Task material:
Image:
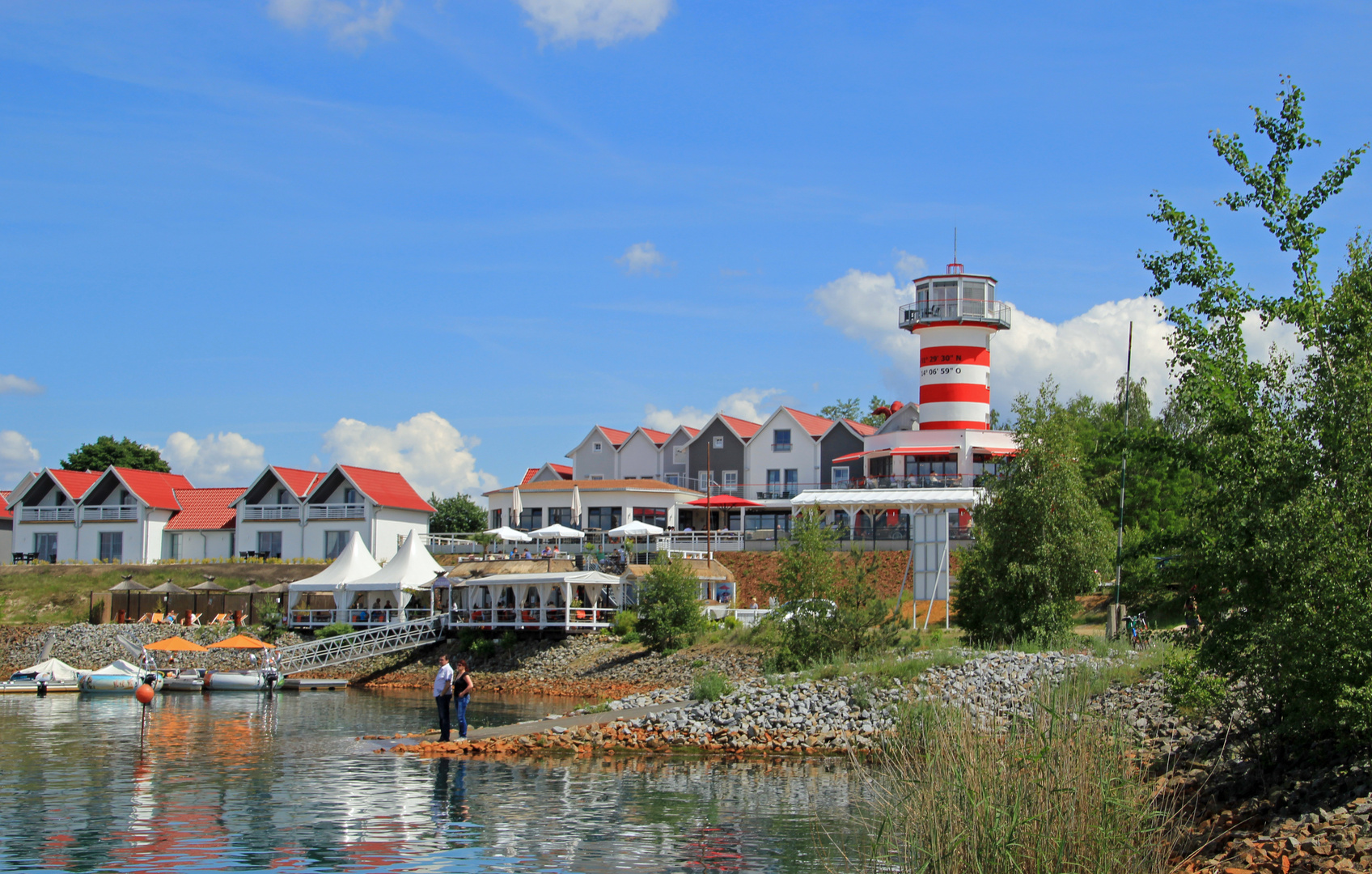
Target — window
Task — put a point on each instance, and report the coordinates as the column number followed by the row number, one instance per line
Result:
column 604, row 518
column 269, row 544
column 650, row 515
column 112, row 546
column 333, row 544
column 47, row 546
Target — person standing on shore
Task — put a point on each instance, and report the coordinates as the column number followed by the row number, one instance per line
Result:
column 464, row 694
column 443, row 698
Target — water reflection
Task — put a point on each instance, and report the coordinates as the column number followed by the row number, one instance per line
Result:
column 248, row 783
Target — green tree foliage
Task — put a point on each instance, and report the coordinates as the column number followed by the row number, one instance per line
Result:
column 668, row 617
column 1040, row 536
column 455, row 515
column 108, row 452
column 1279, row 548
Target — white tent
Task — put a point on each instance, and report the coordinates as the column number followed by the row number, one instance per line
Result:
column 410, row 567
column 505, row 532
column 634, row 528
column 353, row 564
column 53, row 670
column 557, row 531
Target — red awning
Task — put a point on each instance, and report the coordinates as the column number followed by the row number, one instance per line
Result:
column 725, row 501
column 995, row 450
column 851, row 456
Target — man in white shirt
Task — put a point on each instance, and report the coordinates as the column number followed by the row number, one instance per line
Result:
column 443, row 698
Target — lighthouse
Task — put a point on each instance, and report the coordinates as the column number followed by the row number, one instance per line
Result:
column 954, row 315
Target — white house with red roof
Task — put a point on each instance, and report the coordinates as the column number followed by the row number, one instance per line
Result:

Short problem: Set down the lines of the entries word for word, starting with the line that contains "Target — man in white shirt" and going on through the last line of the entries.

Expected answer:
Target — man in white shirt
Task — put a point on each instance, and report the coordinates as the column number followed by the row number, one instance per line
Result:
column 443, row 698
Target — lighthouse
Task — put a point on each instance, and report the coordinates as the column number followed by the row number, one instance per line
Result:
column 954, row 315
Target — white house with red roof
Task — put a point on each instance, and report the coordinates as the column number followed by the row number, one instance per line
Result:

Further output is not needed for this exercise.